BEGIN DATASET RECORDS

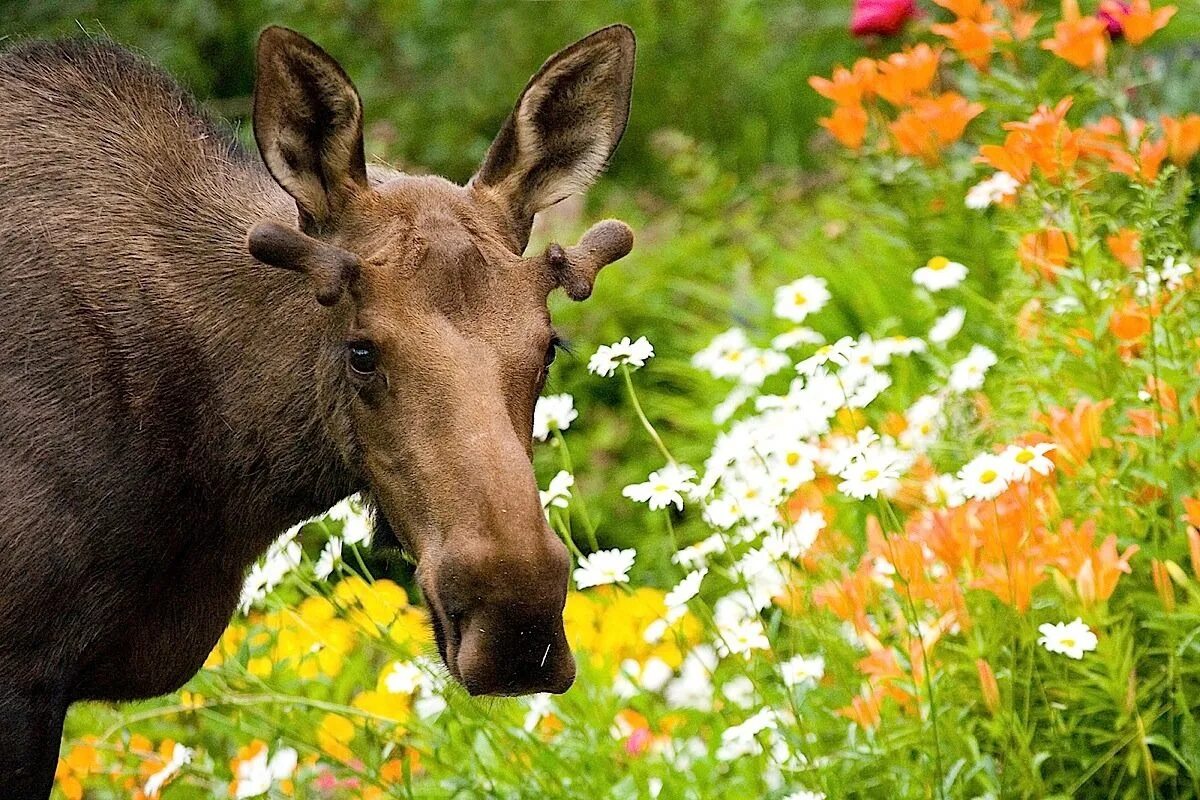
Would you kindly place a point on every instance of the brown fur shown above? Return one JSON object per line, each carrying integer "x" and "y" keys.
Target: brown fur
{"x": 172, "y": 403}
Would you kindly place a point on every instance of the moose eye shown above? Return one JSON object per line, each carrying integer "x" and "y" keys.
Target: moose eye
{"x": 361, "y": 356}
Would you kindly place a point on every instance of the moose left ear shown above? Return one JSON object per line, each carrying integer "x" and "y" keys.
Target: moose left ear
{"x": 330, "y": 268}
{"x": 564, "y": 127}
{"x": 309, "y": 126}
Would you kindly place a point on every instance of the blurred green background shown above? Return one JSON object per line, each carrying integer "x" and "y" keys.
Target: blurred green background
{"x": 723, "y": 173}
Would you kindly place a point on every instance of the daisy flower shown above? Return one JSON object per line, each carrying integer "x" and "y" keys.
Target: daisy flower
{"x": 256, "y": 775}
{"x": 552, "y": 413}
{"x": 609, "y": 356}
{"x": 742, "y": 636}
{"x": 868, "y": 475}
{"x": 1072, "y": 639}
{"x": 948, "y": 325}
{"x": 330, "y": 557}
{"x": 1026, "y": 459}
{"x": 837, "y": 353}
{"x": 179, "y": 757}
{"x": 604, "y": 566}
{"x": 678, "y": 597}
{"x": 984, "y": 476}
{"x": 796, "y": 337}
{"x": 969, "y": 373}
{"x": 403, "y": 678}
{"x": 940, "y": 272}
{"x": 801, "y": 298}
{"x": 991, "y": 191}
{"x": 558, "y": 493}
{"x": 725, "y": 354}
{"x": 802, "y": 669}
{"x": 946, "y": 491}
{"x": 664, "y": 487}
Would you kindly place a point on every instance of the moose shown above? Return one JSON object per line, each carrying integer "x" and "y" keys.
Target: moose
{"x": 201, "y": 348}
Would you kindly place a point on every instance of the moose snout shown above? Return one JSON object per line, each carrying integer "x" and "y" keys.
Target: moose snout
{"x": 504, "y": 617}
{"x": 507, "y": 653}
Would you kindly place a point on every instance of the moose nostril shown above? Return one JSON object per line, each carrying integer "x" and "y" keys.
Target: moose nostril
{"x": 504, "y": 654}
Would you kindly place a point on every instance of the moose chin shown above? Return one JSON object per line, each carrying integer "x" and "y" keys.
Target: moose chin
{"x": 202, "y": 347}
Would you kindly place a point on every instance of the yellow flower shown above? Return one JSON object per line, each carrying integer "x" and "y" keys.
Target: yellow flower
{"x": 334, "y": 735}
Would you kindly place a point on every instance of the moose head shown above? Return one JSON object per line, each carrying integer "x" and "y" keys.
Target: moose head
{"x": 439, "y": 335}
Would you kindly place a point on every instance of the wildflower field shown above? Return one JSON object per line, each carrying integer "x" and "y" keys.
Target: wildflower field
{"x": 882, "y": 480}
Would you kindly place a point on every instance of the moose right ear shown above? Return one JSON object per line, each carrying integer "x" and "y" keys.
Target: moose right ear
{"x": 330, "y": 268}
{"x": 564, "y": 127}
{"x": 309, "y": 126}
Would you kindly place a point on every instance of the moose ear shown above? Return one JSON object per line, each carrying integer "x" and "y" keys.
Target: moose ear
{"x": 564, "y": 127}
{"x": 309, "y": 126}
{"x": 330, "y": 268}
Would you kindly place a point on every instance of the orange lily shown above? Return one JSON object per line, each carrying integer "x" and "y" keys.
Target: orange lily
{"x": 973, "y": 38}
{"x": 933, "y": 124}
{"x": 1182, "y": 138}
{"x": 1138, "y": 20}
{"x": 1079, "y": 40}
{"x": 907, "y": 73}
{"x": 1045, "y": 252}
{"x": 1077, "y": 432}
{"x": 847, "y": 125}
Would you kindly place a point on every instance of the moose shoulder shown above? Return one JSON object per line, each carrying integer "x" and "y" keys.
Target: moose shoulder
{"x": 172, "y": 403}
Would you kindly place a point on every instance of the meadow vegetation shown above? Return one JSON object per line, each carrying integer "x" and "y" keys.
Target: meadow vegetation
{"x": 877, "y": 457}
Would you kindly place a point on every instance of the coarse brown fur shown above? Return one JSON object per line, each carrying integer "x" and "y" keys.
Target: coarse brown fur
{"x": 171, "y": 403}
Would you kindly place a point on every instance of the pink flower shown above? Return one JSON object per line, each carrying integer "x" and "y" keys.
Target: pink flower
{"x": 1109, "y": 18}
{"x": 882, "y": 17}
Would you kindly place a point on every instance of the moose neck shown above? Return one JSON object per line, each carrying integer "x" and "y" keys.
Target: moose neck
{"x": 276, "y": 439}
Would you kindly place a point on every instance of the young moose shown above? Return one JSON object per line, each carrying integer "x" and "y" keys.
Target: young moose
{"x": 171, "y": 402}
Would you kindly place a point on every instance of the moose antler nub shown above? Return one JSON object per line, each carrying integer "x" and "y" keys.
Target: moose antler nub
{"x": 575, "y": 268}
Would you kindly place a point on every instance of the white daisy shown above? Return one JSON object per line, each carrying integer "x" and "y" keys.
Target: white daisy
{"x": 179, "y": 757}
{"x": 969, "y": 373}
{"x": 742, "y": 740}
{"x": 984, "y": 476}
{"x": 330, "y": 557}
{"x": 604, "y": 566}
{"x": 948, "y": 325}
{"x": 683, "y": 591}
{"x": 945, "y": 491}
{"x": 664, "y": 487}
{"x": 609, "y": 356}
{"x": 801, "y": 298}
{"x": 802, "y": 669}
{"x": 869, "y": 475}
{"x": 558, "y": 493}
{"x": 552, "y": 413}
{"x": 1072, "y": 639}
{"x": 940, "y": 272}
{"x": 742, "y": 636}
{"x": 256, "y": 775}
{"x": 796, "y": 337}
{"x": 403, "y": 678}
{"x": 1026, "y": 459}
{"x": 837, "y": 353}
{"x": 991, "y": 191}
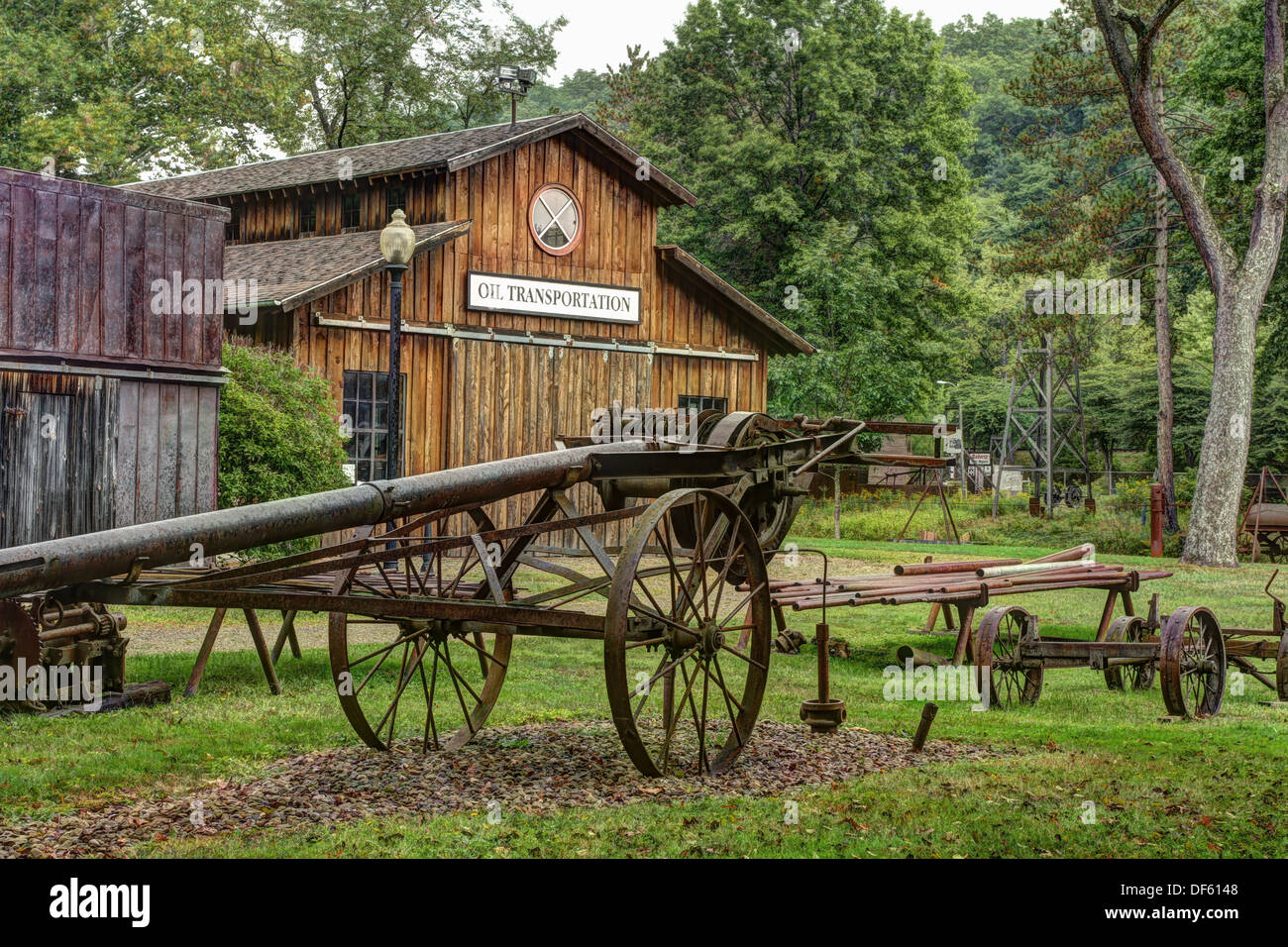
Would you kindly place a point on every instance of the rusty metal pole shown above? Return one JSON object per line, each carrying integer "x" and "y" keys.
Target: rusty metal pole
{"x": 1155, "y": 519}
{"x": 823, "y": 714}
{"x": 927, "y": 716}
{"x": 823, "y": 665}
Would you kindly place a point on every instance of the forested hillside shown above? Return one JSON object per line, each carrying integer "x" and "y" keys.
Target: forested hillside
{"x": 922, "y": 278}
{"x": 887, "y": 189}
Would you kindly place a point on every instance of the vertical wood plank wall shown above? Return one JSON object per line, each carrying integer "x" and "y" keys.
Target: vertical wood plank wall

END DATASET RECORDS

*TASK INSTRUCTIONS:*
Please output all of the items above exactly as they appear, leaving out the pictures.

*SOLUTION TO THIS EXERCISE:*
Would you kindly place a point on every instance of the brown fur shown above? Return one JSON object per line, each carrying integer "x" and "y" keys.
Target: brown fur
{"x": 172, "y": 403}
Would you kindly place a point on every instance of the moose eye shown above? Return one JSON object per line, each carrying integer "x" and "y" keys.
Target: moose eye
{"x": 361, "y": 356}
Would you kindly place a point on every instance of the moose left ear shown above? Return one JSON object per line, each carrying integer "x" and "y" keys.
Target: moose left ear
{"x": 330, "y": 268}
{"x": 564, "y": 127}
{"x": 309, "y": 126}
Would you kindly place a point on every instance of the blurred green background shown above? Return one JSON object per line, each carrying integer "x" and "y" keys.
Target: blurred green background
{"x": 723, "y": 173}
Would you kindly place a point on every instance of the daisy flower shown above? Return one JSON object per line, each carrying integer "x" and "y" keys.
Target: daisy flower
{"x": 256, "y": 775}
{"x": 552, "y": 413}
{"x": 609, "y": 356}
{"x": 742, "y": 636}
{"x": 868, "y": 475}
{"x": 1072, "y": 639}
{"x": 948, "y": 325}
{"x": 330, "y": 557}
{"x": 1026, "y": 459}
{"x": 837, "y": 353}
{"x": 179, "y": 757}
{"x": 604, "y": 566}
{"x": 678, "y": 597}
{"x": 984, "y": 476}
{"x": 796, "y": 337}
{"x": 969, "y": 373}
{"x": 403, "y": 678}
{"x": 940, "y": 272}
{"x": 801, "y": 298}
{"x": 991, "y": 191}
{"x": 558, "y": 493}
{"x": 725, "y": 354}
{"x": 802, "y": 669}
{"x": 946, "y": 491}
{"x": 664, "y": 487}
Would you kindly place a point on every instance of the moose shown above? Return one JSON object per line, each carrying integer "x" and "y" keys.
Target: moose
{"x": 201, "y": 348}
Would you kindly place a point on every instance of the moose snout shown above? Return one JSON object per line, each carrying integer "x" and "y" keys.
Target: moose snout
{"x": 504, "y": 617}
{"x": 507, "y": 653}
Would you kindly place a point on every instance of the moose nostril shown above? Return one JSON object per line, each carrying integer "x" and "y" keys.
Target: moose nostril
{"x": 504, "y": 654}
Would you kindly place a point on every instance of the moose chin shown above? Return one JSON object per line, each carrying integer "x" and "y" keys.
Target: moose chin
{"x": 202, "y": 347}
Would you kindly place a point on every instance of the yellow flower shown above? Return one JSON object per line, each carrying integer "x" and "y" keys.
Target: yellow flower
{"x": 334, "y": 735}
Would you kindly place a point on every instance of the moose head shown above? Return one JSON object per line, each carrying integer "x" and "y" keys.
Target: moose head
{"x": 439, "y": 335}
Would you kindly place a point on every instance of the wildflower field shown above? Return one JSON object per line, each carrying integer "x" and "y" keys.
Target: wildflower field
{"x": 882, "y": 480}
Would you kindly place a point on every instance of the moose right ear shown above? Return one JSON object per line, each carrying integer "x" and "y" keys.
Target: moose right ear
{"x": 330, "y": 268}
{"x": 564, "y": 127}
{"x": 309, "y": 126}
Would you kindly place a point on every instance of the moose ear shown above? Return one JSON object per line, each carrying integer "x" and "y" keys.
Target: moose ear
{"x": 564, "y": 127}
{"x": 309, "y": 126}
{"x": 330, "y": 268}
Would you kindly place a point on every instance of the orange lily shown above? Return one JSON object per line, each carrying integer "x" and "y" keys.
Target: orange lily
{"x": 973, "y": 38}
{"x": 933, "y": 124}
{"x": 1182, "y": 138}
{"x": 1138, "y": 20}
{"x": 1079, "y": 40}
{"x": 907, "y": 73}
{"x": 1045, "y": 252}
{"x": 1077, "y": 432}
{"x": 847, "y": 125}
Would you kindly place a point on every instance of the moose shoulder shown above? Return one JSON object per line, each carrying integer "x" and "y" keys.
Target: moose shoulder
{"x": 172, "y": 403}
Would you kindly place a point on every instance of the meadow vegetation shown above? Return one JSON object per line, each carrying integer "x" and "y" keys.
Target: meadow vegetation
{"x": 877, "y": 457}
Would you kindly place a point on every instance of the coarse brown fur shown above? Return one JSON object per line, each carrying integer "x" and "y" keys.
Target: coarse brown fur
{"x": 171, "y": 403}
Would you kindly place a point on every instance of the pink flower shown above? Return one JSON object per line, each carrying integer "x" and "y" keys.
Target: pink flower
{"x": 1109, "y": 18}
{"x": 882, "y": 17}
Would you kindly place a point on every instance of the moose neck shown above? Return one JSON object per line, each carrying integer "x" and "y" keys.
Target: moose neck
{"x": 276, "y": 439}
Would you kindly place a point on every instance of the young moose shown above? Return one JSON object per line, each carrying integer "x" and "y" keys.
Target: young moose
{"x": 171, "y": 402}
Would you kindly place a point on every instance of the moose antler nub shown above? Return one JSON object per line, each carrying integer "x" and "y" keys.
Target: moose antler nub
{"x": 575, "y": 268}
Would you kindly place a point on every instance of the white daisy shown above? Return one JSON object per line, each carrying integer "x" and "y" keys.
Target: white daisy
{"x": 179, "y": 757}
{"x": 969, "y": 373}
{"x": 742, "y": 740}
{"x": 984, "y": 476}
{"x": 330, "y": 557}
{"x": 604, "y": 566}
{"x": 948, "y": 325}
{"x": 683, "y": 591}
{"x": 945, "y": 491}
{"x": 664, "y": 487}
{"x": 609, "y": 356}
{"x": 801, "y": 298}
{"x": 802, "y": 669}
{"x": 869, "y": 475}
{"x": 558, "y": 493}
{"x": 552, "y": 413}
{"x": 1072, "y": 639}
{"x": 940, "y": 272}
{"x": 742, "y": 636}
{"x": 256, "y": 775}
{"x": 796, "y": 337}
{"x": 403, "y": 678}
{"x": 1026, "y": 459}
{"x": 837, "y": 353}
{"x": 991, "y": 191}
Would you kindly place a point on every instance of the rusty metal pole shown above? Return one JSON object per line, each carrying integer "x" and "y" keys.
Target: rusty metal pole
{"x": 1155, "y": 519}
{"x": 823, "y": 714}
{"x": 927, "y": 716}
{"x": 823, "y": 665}
Would you kindly place a point on every instance of the forested hillside shown above? Return one JSON object per line, each carrying integer "x" and "y" keys.
Target: forested hillside
{"x": 922, "y": 278}
{"x": 887, "y": 189}
Would you kindly place a point on every instance of the vertical wood plank wall shown above? Return one JSON object per line, each carrying integer "x" and "y" keys.
Target: vertical wood plank wall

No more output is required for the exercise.